→ **ATIVIDADES**
a: Responda com base no trecho sobre o isolamento social no Rio Grande do Sul:
(i) De qual consultoria vieram os dados sobre a mobilidade da população?
(ii) Qual era o isolamento social médio em janeiro de 2021?
(iii) A que índice o isolamento chegou no Rio Grande do Sul no ano passado, antes do pico da primeira onda?
b: Transcreva do trecho sobre o isolamento social no Rio Grande do Sul tudo o que vai de "De fato, dados" até "da última quinta-feira.".

→ **TRECHO DA PÁGINA**
/---
De fato, dados da consultoria InLoco sobre a mobilidade da população analisados pelo professor Álvaro Krüger Ramos, professor de matemática aplicada na Universidade Federal do Rio Grande do Sul (UFRGS), mostram que o isolamento social dos gaúchos durante a bandeira preta cresceu muito pouco frente a duas semanas antes e se mantiveram abaixo de janeiro, tradicional período de férias.
Se, em janeiro de 2021, o isolamento social médio era de 40,3%, caiu para 36% nos 15 dias antes da bandeira preta e subiu para 37,6% % desde o primeiro dia de bandeira preta, em 27 de fevereiro, até a última quinta-feira (11). No ano passado, o índice chegou aos 70% no Rio Grande do Sul, antes do pico da primeira onda. O distanciamento está menor agora do que no início da bandeira preta: no primeiro dia útil da medida, em 27 de fevereiro, o distanciamento era de 39,4%, ante 32,5% da última quinta-feira.
\---
Dados coletados:
/---
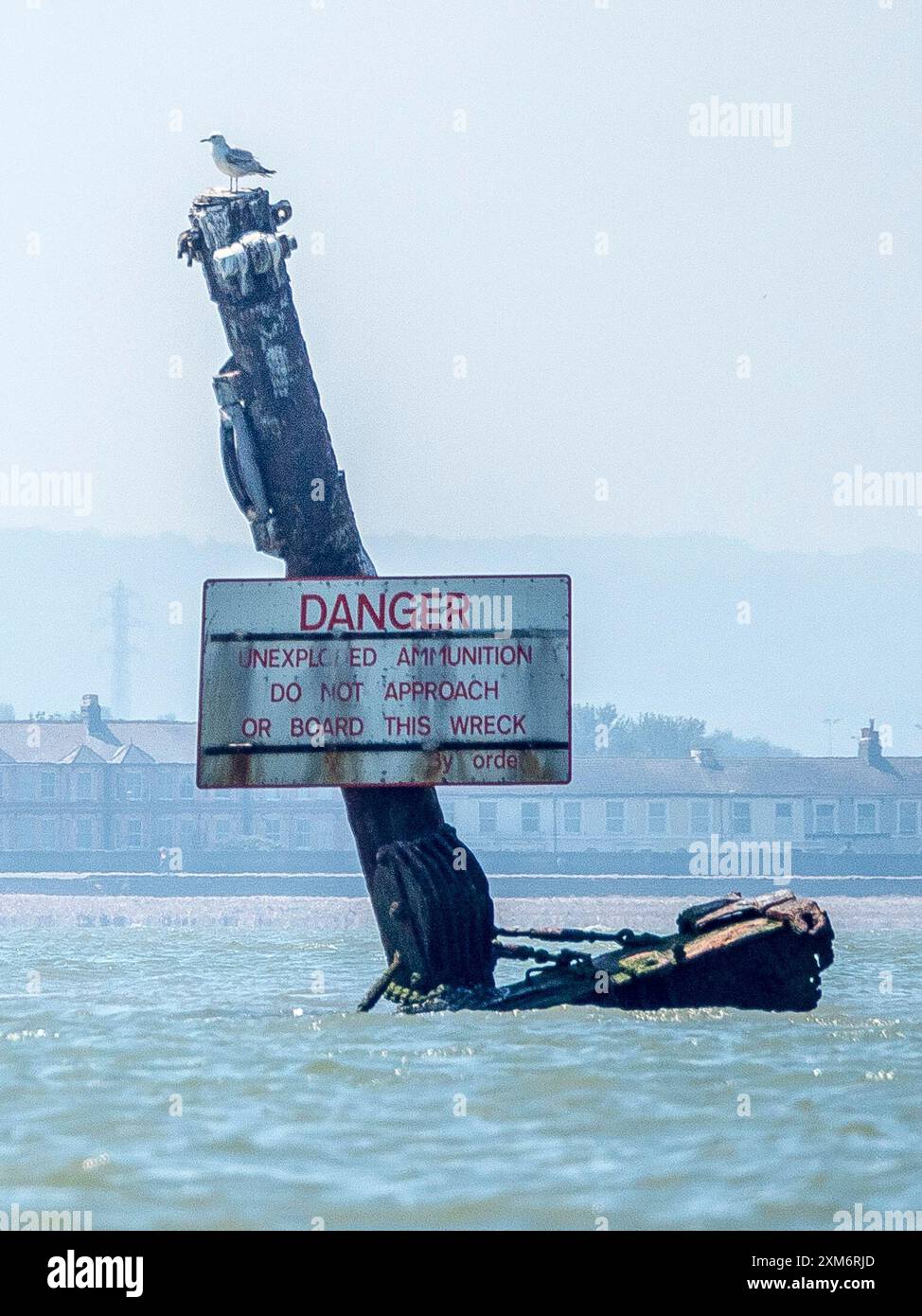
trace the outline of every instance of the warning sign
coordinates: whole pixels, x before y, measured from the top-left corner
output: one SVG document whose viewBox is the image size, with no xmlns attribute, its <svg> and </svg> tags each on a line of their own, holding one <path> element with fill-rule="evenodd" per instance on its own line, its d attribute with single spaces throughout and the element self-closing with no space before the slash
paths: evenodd
<svg viewBox="0 0 922 1316">
<path fill-rule="evenodd" d="M 568 576 L 205 582 L 199 786 L 568 780 Z"/>
</svg>

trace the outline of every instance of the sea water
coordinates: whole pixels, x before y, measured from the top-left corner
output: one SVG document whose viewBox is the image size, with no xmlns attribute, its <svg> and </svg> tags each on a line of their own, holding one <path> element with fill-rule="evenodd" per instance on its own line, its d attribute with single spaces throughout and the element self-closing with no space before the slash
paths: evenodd
<svg viewBox="0 0 922 1316">
<path fill-rule="evenodd" d="M 497 916 L 667 932 L 683 903 Z M 355 1012 L 383 963 L 364 900 L 3 896 L 0 1225 L 13 1205 L 97 1230 L 922 1212 L 922 901 L 827 904 L 837 961 L 809 1015 L 406 1017 Z"/>
</svg>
\---
→ **RESPOSTAS DAS ATIVIDADES**
a:
(i) Da consultoria InLoco.
(ii) 40,3%.
(iii) 70%.

b:
De fato, dados da consultoria InLoco sobre a mobilidade da população analisados pelo professor Álvaro Krüger Ramos, professor de matemática aplicada na Universidade Federal do Rio Grande do Sul (UFRGS), mostram que o isolamento social dos gaúchos durante a bandeira preta cresceu muito pouco frente a duas semanas antes e se mantiveram abaixo de janeiro, tradicional período de férias.
Se, em janeiro de 2021, o isolamento social médio era de 40,3%, caiu para 36% nos 15 dias antes da bandeira preta e subiu para 37,6% % desde o primeiro dia de bandeira preta, em 27 de fevereiro, até a última quinta-feira (11). No ano passado, o índice chegou aos 70% no Rio Grande do Sul, antes do pico da primeira onda. O distanciamento está menor agora do que no início da bandeira preta: no primeiro dia útil da medida, em 27 de fevereiro, o distanciamento era de 39,4%, ante 32,5% da última quinta-feira.